__Complete the following__:
• a. List every kind of place that, according to the plot summary, the hidden doors link together.
• b. Retype the stretch of the plot summary from "professionals in an" through "lives are difficult.".
• c. In the plot summary, what is the ghetto where the migrants are sectioned off called?

-------- Supplied passage --------

Saeed and Nadia — two young working

professionals in an unnamed city. Nadia

and Saeed live separate lives in a country

shuddering under a militant religious

civil war. Their lives are difficult.

He is

an observant Muslim dedicated to the

protection of his mother and father. She

is a secular woman willing to skirt the

oppression of religion and bigotry in

private but in public chooses to wear the

hijab as protection.

Saeed is attracted at first to the hijab

she wears, but the attraction builds

when he discovers she is not the

obedient observant woman she appears

at first to be. In the midst of an

increasingly terrifying war a liberating

romance develops between them. As

the bombs and the destruction move

closer, they look for ways out. They

learn of hidden doors that transport a

person instantaneously to any other

place, linking apartments and schools

in countries of suffering and oppression

with mansions and rooftops in places

of peace and abundance. The challenge

for Saeed and Nadia is to find a door.

Nadia and Saeed eventually make their

way to London, only to find it’s not the

safe haven they expect it to be, there

is hostility between the migrants and

the native-born, including attacks and

mob rule. The migrants are eventually

sectioned off in a ghetto with minimal

food and electricity called “Dark London”.

-------- Material supplied --------

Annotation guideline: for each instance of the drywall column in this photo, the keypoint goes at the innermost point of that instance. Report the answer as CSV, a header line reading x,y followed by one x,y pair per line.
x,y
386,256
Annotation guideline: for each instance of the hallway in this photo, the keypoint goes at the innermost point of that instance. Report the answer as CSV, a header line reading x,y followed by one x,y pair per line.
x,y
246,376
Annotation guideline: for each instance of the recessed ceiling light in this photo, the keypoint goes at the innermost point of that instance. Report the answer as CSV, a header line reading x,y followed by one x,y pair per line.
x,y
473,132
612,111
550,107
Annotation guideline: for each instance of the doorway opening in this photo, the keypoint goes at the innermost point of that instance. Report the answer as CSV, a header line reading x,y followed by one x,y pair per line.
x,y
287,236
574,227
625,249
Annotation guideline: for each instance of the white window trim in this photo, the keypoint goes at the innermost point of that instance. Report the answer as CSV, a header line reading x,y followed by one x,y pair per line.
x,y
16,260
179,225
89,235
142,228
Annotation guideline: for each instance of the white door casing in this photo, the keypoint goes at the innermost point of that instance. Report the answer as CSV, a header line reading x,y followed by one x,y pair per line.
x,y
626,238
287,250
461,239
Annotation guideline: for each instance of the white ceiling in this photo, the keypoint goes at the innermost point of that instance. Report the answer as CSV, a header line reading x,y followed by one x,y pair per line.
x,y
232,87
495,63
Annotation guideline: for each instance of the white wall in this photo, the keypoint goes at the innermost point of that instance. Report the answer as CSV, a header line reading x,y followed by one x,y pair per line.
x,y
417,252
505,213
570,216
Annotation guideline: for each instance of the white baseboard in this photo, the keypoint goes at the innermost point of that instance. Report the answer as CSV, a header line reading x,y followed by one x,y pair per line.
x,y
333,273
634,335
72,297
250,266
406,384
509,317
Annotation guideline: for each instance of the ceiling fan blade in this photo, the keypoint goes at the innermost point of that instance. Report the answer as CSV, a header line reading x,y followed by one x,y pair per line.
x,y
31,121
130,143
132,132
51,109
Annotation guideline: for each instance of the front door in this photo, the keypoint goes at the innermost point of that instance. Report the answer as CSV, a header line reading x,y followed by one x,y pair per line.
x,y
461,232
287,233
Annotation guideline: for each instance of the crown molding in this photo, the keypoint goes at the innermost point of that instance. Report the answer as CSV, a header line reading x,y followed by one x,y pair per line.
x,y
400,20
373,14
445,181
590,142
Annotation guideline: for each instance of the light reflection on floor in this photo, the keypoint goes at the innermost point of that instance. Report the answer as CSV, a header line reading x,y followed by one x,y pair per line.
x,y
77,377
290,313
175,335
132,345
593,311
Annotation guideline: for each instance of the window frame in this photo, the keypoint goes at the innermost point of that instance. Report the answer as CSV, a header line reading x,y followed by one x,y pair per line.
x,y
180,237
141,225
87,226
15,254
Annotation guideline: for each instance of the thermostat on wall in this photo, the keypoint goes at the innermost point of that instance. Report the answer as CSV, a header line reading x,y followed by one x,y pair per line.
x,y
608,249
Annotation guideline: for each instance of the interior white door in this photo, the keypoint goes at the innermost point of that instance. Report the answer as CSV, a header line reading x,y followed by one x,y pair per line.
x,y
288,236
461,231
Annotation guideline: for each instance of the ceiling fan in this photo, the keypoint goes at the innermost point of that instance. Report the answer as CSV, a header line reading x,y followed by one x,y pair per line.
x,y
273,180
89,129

--------

__Answers for this exercise__:
• a. apartments, schools, mansions, rooftops

• b.
professionals in an unnamed city. Nadia

and Saeed live separate lives in a country

shuddering under a militant religious

civil war. Their lives are difficult.

• c. "Dark London"